**Lo que se pide**: Reúne todas las líneas de las entradas que contengan la palabra "girl".

[Un bloque de datos]

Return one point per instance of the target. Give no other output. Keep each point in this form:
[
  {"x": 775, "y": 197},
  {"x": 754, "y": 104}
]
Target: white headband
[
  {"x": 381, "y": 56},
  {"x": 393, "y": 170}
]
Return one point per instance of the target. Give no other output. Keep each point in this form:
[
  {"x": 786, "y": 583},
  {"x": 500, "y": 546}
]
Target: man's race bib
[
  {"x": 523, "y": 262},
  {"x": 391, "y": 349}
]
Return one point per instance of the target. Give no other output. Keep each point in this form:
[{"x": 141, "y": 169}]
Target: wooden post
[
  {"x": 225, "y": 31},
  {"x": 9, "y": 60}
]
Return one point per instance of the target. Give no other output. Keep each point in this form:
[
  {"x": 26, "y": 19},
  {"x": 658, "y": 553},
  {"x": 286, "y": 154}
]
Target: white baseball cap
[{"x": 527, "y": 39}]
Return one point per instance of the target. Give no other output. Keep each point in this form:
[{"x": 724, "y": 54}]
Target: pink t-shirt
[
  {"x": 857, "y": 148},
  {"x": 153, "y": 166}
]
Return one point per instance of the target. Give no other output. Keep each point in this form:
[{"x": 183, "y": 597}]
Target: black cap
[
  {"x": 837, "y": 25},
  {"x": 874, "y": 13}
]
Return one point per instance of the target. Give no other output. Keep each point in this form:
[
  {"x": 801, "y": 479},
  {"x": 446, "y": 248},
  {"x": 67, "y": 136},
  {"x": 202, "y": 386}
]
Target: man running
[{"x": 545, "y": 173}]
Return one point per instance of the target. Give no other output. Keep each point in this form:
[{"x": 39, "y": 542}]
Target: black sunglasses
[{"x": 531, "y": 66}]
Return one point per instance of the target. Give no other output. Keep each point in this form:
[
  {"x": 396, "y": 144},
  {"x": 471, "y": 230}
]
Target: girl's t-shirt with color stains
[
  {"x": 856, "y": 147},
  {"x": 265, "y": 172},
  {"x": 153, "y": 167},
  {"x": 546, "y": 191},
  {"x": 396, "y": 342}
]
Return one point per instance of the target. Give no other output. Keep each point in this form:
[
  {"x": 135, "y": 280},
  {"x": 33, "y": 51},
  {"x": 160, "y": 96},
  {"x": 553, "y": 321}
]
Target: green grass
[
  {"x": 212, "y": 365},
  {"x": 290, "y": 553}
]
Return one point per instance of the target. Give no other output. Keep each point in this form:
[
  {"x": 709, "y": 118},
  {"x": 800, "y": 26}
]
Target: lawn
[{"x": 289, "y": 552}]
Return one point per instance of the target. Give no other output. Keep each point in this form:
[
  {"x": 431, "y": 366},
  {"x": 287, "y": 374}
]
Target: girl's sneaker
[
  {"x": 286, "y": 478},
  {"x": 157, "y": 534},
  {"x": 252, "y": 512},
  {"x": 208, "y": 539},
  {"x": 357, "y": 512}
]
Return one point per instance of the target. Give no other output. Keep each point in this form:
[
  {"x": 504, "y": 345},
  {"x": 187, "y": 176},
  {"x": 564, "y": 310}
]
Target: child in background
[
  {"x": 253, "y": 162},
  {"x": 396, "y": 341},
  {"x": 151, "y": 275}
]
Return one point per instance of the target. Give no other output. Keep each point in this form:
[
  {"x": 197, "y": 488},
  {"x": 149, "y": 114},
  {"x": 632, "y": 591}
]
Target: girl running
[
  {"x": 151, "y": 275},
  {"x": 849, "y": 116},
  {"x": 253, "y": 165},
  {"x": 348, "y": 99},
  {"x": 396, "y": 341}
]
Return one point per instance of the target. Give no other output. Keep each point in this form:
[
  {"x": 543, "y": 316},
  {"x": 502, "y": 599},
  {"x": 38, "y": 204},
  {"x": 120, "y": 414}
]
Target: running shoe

**La respuesta**:
Target: girl's t-shirt with color stains
Target: girl's sneaker
Target: girl running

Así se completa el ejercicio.